**Work instructions:**
List every club that the Henry Woods biography below says he has played for, either on a permanent deal or on loan.

:: Document text ::

Henry Woods (born 7 September 1999) is an English professional footballer who plays as a midfielder for Maidstone United.

Career
Woods turned professional with Gillingham in January 2018, at the same time as Jack Tucker and Ryan Huckle. He made his debut on 13 November 2018 in the EFL Trophy.

On 5 December 2018, Woods joined Sittingbourne on a one-month loan deal alongside his teammate from Gillingham, Danny Divine. On 10 January 2019, Sittingbourne announced that they had extended both players' loan deals for the rest of the season.

He was offered a new contract by Gillingham at the end of the 2018–19 season. He moved on loan to Concord Rangers in October 2019. The loan ended a month later, but he returned to the club for a second loan spell in December 2019.

Woods was to be released by Gillingham at the end of the 2019–20 season, but then signed a contract on 4 September 2020 to stay at the club for another year. Woods made his league debut for the club on 10 October 2020 as a 90th minute substitute in a  3–1 win over Oxford United.

:::
:: Extracted entries ::

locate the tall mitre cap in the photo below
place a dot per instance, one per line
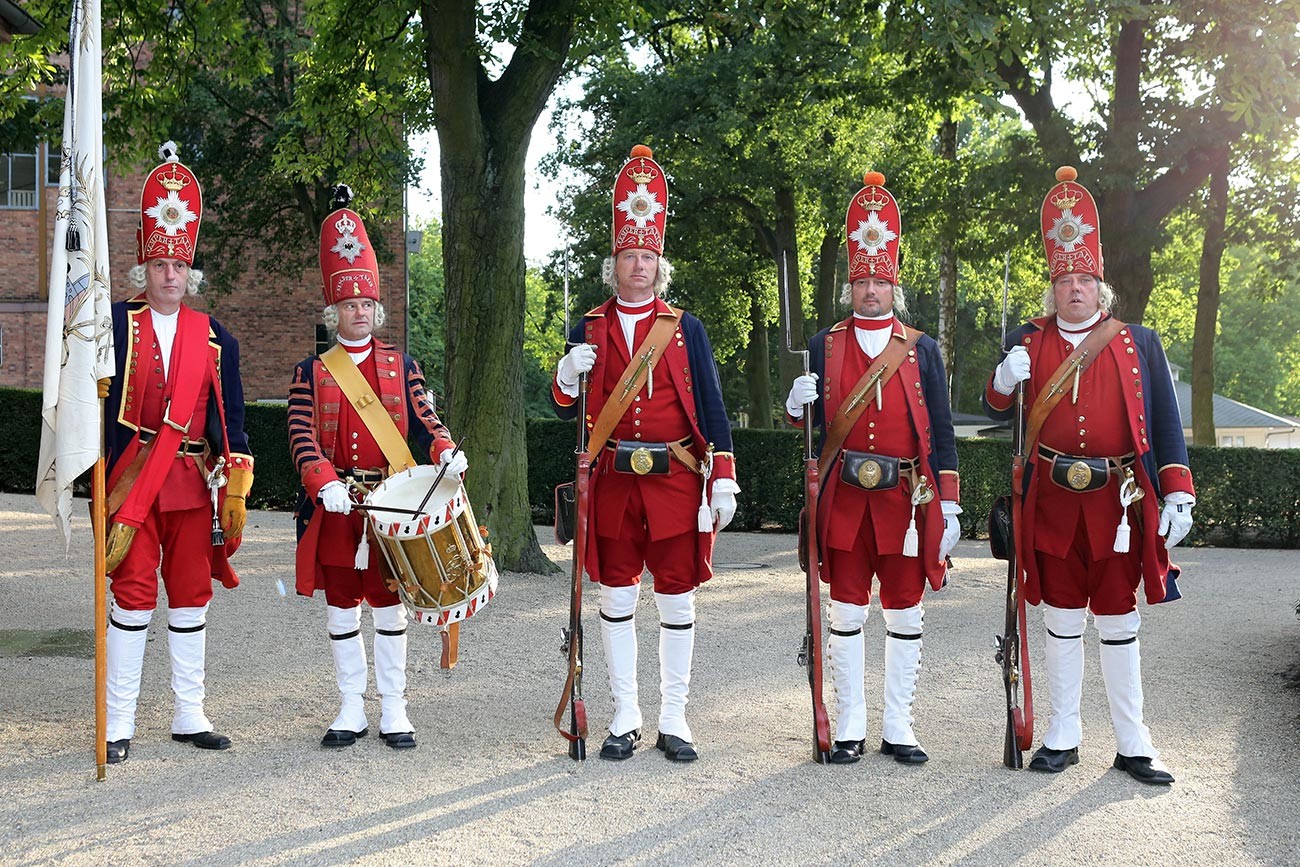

:::
:: Extracted entries ::

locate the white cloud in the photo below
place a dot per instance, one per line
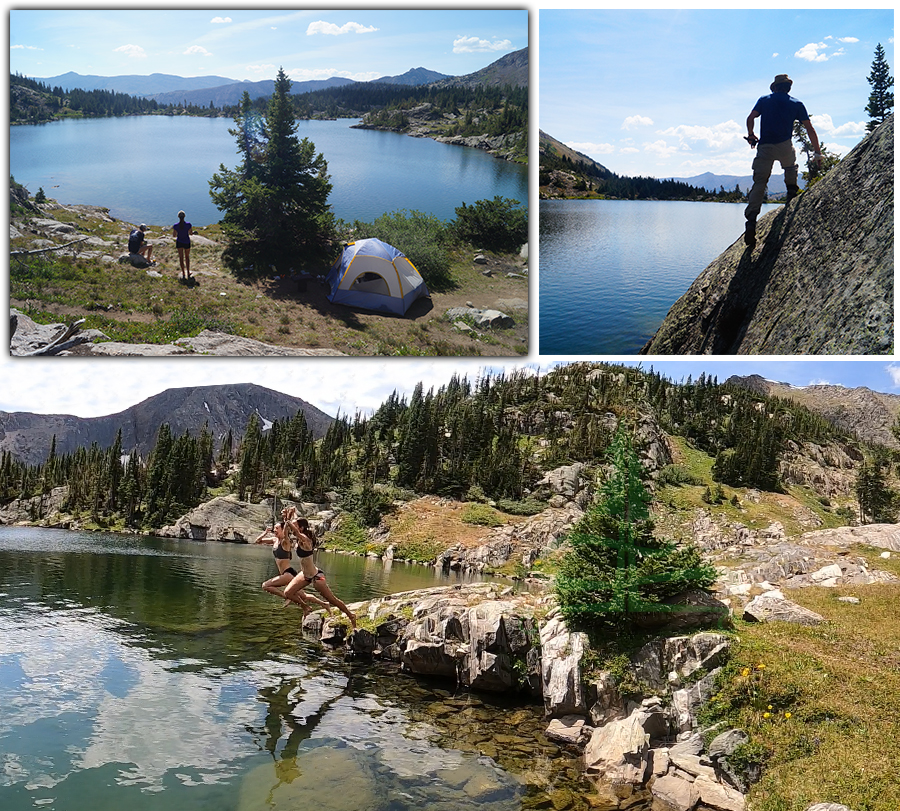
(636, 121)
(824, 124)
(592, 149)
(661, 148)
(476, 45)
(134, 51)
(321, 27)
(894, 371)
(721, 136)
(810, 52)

:::
:: Extracted entries ::

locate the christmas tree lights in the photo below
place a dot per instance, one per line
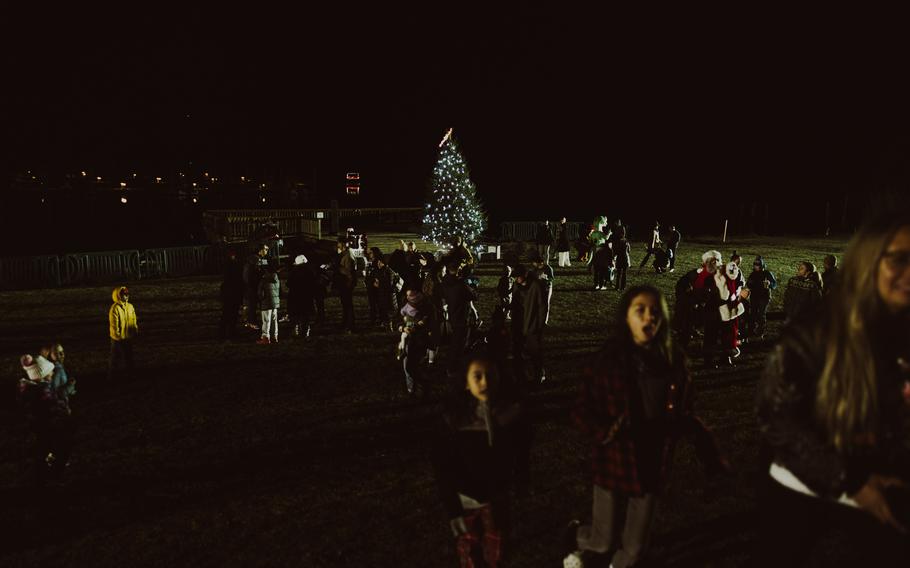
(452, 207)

:::

**Exercise response:**
Maidstone United, Gillingham, Sittingbourne, Concord Rangers